**TRECHO DO TEXTO**.
#####

Publicado por Frei João de Araújo Santiago | 27/02/2017 - 09:06

VIII Dom Comum

É preciso saber viver. Toda pedra do caminho Você pode retirar. Numa flor que tem espinhos Você pode se arranhar. Se o bem e o mal existem Você pode escolher. É preciso saber viver. É preciso saber escolher: Deus ou Mammona.

Mateus 6, 24-34

Ninguém pode servir a dois senhores, porque ou odiará a um e amará o outro, ou dedicar-se-á a um e desprezará o outro. Não podeis servir a Deus e à Mammona (à riqueza). 25.Portanto, eis que vos digo: não vos preocupeis por vossa vida, pelo que comereis, nem por vosso corpo, pelo que vestireis. A vida não é mais do que o alimento e o corpo não é mais que as vestes? 26.Olhai as aves do céu: não semeiam nem ceifam, nem recolhem nos celeiros e vosso Pai celeste as alimenta. Não valeis vós muito mais que elas? 27.Qual de vós, por mais que se esforce, pode acrescentar um só côvado à duração de sua vida? 28.E por que vos inquietais com as vestes? Considerai como crescem os lírios do campo; não trabalham nem fiam. 29.Entretanto, eu vos digo que o próprio Salomão no auge de sua glória não se vestiu como um deles. 30.Se Deus veste assim a erva dos campos, que hoje cresce e amanhã será lançada ao fogo, quanto mais a vós, homens de pouca fé? 31.Não vos aflijais, nem digais: Que comeremos? Que beberemos? Com que nos vestiremos? 32.São os pagãos que se preocupam com tudo isso. Ora, vosso Pai celeste sabe que necessitais de tudo isso. 33.Buscai em primeiro lugar o Reino de Deus e a sua justiça e todas estas coisas vos serão dadas em acréscimo. 34.Não vos preocupeis, pois, com o dia de amanhã: o dia de amanhã terá as suas preocupações próprias. A cada dia basta o seu cuidado.

#####

**Anotações de polígonos para fotos**.
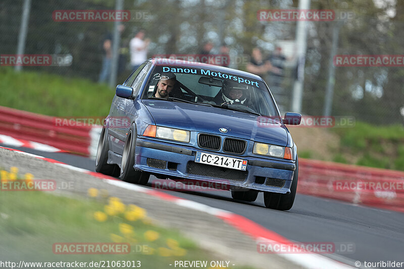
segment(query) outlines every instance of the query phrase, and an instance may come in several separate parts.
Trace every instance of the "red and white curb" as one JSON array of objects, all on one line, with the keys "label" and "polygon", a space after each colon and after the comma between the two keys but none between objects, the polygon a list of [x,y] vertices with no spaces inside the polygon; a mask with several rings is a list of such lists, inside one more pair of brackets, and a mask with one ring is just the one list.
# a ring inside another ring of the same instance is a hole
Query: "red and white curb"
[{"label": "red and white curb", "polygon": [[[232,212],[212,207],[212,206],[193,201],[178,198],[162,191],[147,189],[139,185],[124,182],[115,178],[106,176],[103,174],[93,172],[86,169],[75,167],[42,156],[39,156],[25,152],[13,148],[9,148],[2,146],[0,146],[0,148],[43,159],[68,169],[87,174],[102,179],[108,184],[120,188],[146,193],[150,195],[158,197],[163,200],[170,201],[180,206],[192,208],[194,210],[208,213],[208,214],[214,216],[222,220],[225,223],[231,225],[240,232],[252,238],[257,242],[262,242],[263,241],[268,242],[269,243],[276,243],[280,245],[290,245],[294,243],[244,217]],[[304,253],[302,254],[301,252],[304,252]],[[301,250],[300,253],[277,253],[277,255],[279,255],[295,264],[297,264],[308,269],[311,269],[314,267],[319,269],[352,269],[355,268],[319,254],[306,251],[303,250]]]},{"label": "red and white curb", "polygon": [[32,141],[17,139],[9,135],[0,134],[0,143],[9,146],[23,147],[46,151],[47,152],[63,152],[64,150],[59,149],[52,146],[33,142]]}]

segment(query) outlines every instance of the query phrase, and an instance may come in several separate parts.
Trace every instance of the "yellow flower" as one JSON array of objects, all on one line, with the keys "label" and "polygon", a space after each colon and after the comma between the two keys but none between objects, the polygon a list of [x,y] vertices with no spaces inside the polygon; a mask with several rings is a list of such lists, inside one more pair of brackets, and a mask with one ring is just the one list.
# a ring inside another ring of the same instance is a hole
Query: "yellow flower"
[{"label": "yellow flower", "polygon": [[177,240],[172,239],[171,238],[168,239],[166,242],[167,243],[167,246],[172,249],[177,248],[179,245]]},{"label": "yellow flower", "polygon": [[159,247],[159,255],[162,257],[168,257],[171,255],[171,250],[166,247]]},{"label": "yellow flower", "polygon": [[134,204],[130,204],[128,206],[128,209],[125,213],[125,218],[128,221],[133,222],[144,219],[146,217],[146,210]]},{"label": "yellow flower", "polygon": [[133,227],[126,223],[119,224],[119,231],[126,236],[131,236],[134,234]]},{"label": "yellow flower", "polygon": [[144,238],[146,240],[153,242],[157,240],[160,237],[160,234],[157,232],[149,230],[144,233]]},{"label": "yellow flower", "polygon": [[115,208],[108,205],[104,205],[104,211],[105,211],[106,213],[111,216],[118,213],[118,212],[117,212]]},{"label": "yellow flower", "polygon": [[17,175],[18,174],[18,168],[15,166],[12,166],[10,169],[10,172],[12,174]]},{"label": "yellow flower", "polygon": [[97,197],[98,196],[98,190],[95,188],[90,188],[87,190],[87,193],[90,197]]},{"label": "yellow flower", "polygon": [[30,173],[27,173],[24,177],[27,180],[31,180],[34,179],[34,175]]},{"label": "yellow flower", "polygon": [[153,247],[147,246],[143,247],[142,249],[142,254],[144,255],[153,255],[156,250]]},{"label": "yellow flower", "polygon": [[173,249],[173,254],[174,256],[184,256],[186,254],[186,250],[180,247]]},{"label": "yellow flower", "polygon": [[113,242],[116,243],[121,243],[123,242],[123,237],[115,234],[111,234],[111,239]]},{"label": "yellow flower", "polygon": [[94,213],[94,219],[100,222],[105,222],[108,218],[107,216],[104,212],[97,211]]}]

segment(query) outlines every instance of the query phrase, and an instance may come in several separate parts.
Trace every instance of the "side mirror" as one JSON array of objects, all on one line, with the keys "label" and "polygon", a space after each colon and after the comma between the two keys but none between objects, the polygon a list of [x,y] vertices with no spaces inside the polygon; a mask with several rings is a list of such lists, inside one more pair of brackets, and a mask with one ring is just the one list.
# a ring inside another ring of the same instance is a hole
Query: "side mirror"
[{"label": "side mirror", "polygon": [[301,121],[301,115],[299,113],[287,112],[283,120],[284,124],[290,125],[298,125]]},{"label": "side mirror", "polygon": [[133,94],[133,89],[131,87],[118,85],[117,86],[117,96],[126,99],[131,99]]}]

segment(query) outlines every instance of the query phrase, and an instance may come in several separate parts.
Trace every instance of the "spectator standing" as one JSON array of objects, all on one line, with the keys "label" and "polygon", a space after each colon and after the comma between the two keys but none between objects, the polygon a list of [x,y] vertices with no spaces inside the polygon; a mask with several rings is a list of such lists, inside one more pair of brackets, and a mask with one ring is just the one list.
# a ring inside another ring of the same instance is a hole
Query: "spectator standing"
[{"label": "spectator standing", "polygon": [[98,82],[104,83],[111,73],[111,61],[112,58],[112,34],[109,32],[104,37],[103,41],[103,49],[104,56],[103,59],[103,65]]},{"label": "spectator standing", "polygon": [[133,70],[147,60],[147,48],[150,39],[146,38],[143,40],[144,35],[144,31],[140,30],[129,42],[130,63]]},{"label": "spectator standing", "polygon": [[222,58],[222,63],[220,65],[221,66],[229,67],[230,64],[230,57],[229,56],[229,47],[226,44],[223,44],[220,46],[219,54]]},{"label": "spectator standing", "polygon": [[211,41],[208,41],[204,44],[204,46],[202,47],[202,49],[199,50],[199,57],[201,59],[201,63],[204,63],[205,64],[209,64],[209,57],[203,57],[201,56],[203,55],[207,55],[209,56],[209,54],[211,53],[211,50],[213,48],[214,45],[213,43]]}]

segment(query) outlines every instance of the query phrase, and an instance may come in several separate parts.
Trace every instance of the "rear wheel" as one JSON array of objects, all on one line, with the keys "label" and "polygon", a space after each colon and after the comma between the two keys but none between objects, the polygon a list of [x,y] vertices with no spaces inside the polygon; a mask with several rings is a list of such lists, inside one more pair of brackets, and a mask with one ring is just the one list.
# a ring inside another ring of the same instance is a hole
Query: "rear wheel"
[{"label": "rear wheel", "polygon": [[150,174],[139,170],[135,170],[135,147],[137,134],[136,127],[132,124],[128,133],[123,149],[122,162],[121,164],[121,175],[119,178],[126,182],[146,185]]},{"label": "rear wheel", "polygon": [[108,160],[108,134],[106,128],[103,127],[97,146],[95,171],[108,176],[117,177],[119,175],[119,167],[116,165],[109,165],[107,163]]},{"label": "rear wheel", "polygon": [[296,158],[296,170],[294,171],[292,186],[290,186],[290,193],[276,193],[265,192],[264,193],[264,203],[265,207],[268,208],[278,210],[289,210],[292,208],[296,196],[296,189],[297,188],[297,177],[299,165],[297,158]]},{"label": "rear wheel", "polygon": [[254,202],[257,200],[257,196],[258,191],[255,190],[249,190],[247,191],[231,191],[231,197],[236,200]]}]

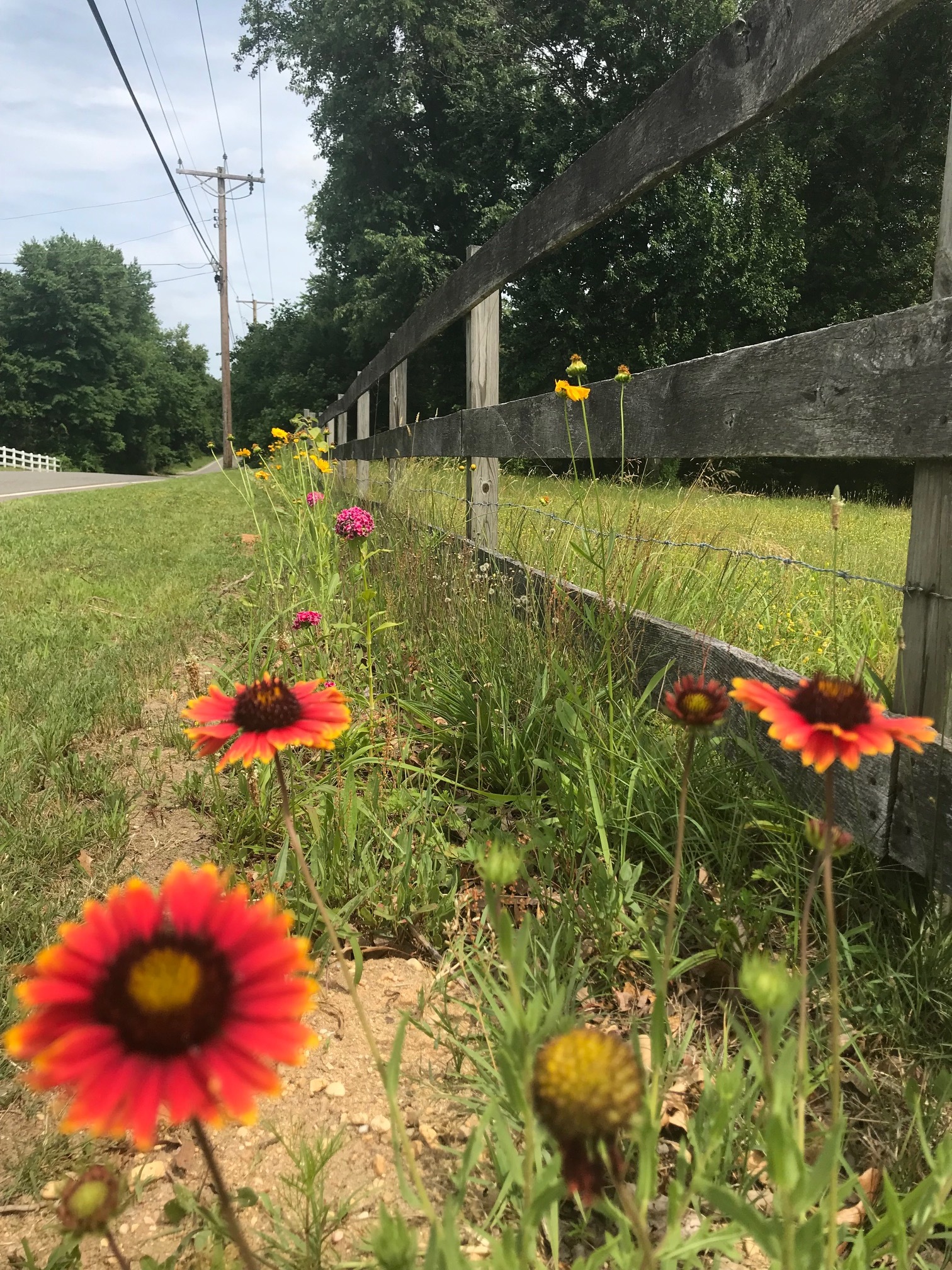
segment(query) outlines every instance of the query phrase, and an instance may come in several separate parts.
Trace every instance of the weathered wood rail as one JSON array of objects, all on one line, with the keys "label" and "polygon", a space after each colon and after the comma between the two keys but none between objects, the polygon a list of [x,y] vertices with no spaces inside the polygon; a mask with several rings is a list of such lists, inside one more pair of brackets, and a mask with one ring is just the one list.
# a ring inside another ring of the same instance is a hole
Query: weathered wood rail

#####

**INSTRUÇÃO DADA A**.
Pode reproduzir fielmente a parte do trecho do texto que começa em "Publicado por Frei" e segue até "Deus ou Mammona."?
**INSTRUÇÃO DADA B**.
Quais linhas dos registros contêm a palavra "weathered"? Liste cada uma delas por inteiro.

**RESPOSTA A**.
Publicado por Frei João de Araújo Santiago | 27/02/2017 - 09:06

VIII Dom Comum

É preciso saber viver. Toda pedra do caminho Você pode retirar. Numa flor que tem espinhos Você pode se arranhar. Se o bem e o mal existem Você pode escolher. É preciso saber viver. É preciso saber escolher: Deus ou Mammona.

**RESPOSTA B**.
Trace every instance of the weathered wood rail as one JSON array of objects, all on one line, with the keys "label" and "polygon", a space after each colon and after the comma between the two keys but none between objects, the polygon a list of [x,y] vertices with no spaces inside the polygon; a mask with several rings is a list of such lists, inside one more pair of brackets, and a mask with one ring is just the one list.
Query: weathered wood rail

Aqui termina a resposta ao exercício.